* [Exercise description]: Using the entries below, give the count of lines that hold "knit". Say nothing besides the number.
Records for processing: Begin
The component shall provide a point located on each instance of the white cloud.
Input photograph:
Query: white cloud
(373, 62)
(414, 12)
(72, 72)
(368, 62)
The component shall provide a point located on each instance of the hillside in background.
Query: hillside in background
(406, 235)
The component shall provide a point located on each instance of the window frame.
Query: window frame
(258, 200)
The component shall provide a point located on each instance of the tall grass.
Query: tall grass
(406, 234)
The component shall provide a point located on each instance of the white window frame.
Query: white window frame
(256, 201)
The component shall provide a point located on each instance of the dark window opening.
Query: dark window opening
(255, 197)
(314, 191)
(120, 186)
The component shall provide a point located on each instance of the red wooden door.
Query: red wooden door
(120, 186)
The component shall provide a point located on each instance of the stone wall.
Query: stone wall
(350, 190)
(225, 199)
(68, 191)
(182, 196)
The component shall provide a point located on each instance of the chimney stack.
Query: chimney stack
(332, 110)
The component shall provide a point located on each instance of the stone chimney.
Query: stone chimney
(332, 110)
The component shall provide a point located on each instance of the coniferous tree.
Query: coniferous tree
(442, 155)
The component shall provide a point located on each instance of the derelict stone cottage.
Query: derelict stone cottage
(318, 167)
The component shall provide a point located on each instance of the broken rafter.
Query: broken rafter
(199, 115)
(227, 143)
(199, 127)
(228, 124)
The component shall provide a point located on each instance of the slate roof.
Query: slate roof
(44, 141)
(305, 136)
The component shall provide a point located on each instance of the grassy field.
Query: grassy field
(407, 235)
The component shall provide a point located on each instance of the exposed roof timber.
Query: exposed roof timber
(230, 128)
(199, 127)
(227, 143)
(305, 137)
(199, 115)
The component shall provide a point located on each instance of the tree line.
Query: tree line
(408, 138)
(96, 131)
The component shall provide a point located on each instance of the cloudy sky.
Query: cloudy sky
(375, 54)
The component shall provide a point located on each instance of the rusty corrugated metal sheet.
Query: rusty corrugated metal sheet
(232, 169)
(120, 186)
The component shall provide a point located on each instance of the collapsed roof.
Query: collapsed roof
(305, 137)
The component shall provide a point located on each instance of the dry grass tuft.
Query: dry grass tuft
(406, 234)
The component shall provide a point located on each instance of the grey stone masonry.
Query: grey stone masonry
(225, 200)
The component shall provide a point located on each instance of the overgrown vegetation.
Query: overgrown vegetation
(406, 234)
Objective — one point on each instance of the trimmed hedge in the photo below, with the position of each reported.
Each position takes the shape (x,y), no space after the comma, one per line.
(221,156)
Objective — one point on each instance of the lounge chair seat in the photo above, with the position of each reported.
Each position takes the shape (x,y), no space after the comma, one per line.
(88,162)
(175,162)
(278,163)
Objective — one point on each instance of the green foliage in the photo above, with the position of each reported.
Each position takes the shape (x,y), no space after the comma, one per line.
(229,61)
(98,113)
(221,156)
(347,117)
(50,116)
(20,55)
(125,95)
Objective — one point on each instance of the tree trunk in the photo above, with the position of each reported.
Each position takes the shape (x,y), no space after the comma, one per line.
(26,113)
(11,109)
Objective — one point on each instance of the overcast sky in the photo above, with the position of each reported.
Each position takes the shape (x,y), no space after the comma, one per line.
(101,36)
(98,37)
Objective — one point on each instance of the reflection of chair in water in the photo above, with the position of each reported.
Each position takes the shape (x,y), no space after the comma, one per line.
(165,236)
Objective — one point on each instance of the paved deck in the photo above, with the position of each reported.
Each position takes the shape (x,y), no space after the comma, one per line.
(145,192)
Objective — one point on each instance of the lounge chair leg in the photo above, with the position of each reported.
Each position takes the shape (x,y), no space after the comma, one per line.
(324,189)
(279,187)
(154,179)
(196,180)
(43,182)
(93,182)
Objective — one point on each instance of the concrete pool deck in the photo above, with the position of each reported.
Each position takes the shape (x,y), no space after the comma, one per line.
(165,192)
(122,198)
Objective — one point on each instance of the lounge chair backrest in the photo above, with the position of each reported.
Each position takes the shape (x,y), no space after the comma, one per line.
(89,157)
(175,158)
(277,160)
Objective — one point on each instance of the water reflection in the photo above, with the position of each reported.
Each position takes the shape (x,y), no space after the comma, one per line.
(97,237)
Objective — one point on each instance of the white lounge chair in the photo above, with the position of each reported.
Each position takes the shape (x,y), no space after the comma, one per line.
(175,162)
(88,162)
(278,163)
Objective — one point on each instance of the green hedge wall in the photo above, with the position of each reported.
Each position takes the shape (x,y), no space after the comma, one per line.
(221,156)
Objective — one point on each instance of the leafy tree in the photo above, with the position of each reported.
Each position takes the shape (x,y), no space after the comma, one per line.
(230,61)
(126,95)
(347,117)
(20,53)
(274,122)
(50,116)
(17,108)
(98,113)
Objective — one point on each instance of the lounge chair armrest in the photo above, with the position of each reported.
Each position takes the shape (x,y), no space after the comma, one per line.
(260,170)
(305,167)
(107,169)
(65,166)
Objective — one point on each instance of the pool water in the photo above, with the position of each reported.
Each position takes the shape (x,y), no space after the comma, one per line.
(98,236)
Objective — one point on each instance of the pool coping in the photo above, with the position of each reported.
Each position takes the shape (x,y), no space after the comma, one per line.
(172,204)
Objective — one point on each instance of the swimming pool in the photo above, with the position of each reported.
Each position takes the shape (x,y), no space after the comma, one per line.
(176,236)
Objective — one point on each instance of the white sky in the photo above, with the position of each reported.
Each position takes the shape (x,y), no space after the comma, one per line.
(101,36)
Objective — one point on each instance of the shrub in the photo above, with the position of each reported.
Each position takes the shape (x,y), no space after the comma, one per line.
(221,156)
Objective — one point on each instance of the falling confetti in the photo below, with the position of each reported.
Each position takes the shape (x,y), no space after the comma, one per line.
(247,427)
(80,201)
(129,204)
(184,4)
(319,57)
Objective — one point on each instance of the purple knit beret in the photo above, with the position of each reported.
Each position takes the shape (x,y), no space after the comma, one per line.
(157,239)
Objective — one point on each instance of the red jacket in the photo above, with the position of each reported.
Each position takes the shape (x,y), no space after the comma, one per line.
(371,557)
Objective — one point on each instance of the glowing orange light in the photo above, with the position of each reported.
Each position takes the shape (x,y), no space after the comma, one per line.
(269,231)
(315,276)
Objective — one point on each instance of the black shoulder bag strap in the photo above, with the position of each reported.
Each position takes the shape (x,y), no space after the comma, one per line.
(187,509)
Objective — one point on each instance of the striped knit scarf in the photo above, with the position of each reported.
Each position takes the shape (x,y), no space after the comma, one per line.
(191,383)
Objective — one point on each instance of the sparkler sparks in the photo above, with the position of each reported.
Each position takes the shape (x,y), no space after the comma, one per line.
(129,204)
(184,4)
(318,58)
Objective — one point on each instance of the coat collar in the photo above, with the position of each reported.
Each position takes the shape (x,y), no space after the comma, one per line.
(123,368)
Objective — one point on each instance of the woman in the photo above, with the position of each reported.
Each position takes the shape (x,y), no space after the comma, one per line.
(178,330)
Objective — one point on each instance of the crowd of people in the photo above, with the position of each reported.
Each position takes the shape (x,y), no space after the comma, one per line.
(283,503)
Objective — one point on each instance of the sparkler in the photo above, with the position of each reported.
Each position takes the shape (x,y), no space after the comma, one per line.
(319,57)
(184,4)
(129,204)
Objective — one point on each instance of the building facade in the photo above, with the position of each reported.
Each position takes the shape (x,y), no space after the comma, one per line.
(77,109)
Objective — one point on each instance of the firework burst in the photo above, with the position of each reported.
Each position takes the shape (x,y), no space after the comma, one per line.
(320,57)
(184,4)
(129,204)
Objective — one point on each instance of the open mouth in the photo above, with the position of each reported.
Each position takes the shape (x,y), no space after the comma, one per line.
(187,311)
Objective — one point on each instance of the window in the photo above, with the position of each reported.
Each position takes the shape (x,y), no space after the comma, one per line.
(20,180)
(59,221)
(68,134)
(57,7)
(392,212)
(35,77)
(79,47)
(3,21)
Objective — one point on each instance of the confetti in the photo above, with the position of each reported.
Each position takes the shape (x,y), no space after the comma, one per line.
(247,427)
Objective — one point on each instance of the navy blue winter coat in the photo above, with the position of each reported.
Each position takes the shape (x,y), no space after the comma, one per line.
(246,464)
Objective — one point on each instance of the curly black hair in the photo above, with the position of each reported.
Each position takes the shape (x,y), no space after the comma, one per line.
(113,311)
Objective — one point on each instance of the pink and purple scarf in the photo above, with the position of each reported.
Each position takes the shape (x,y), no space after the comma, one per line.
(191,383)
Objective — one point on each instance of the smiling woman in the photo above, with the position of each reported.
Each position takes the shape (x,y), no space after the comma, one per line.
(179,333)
Records for processing: End
* [Answer section]: 2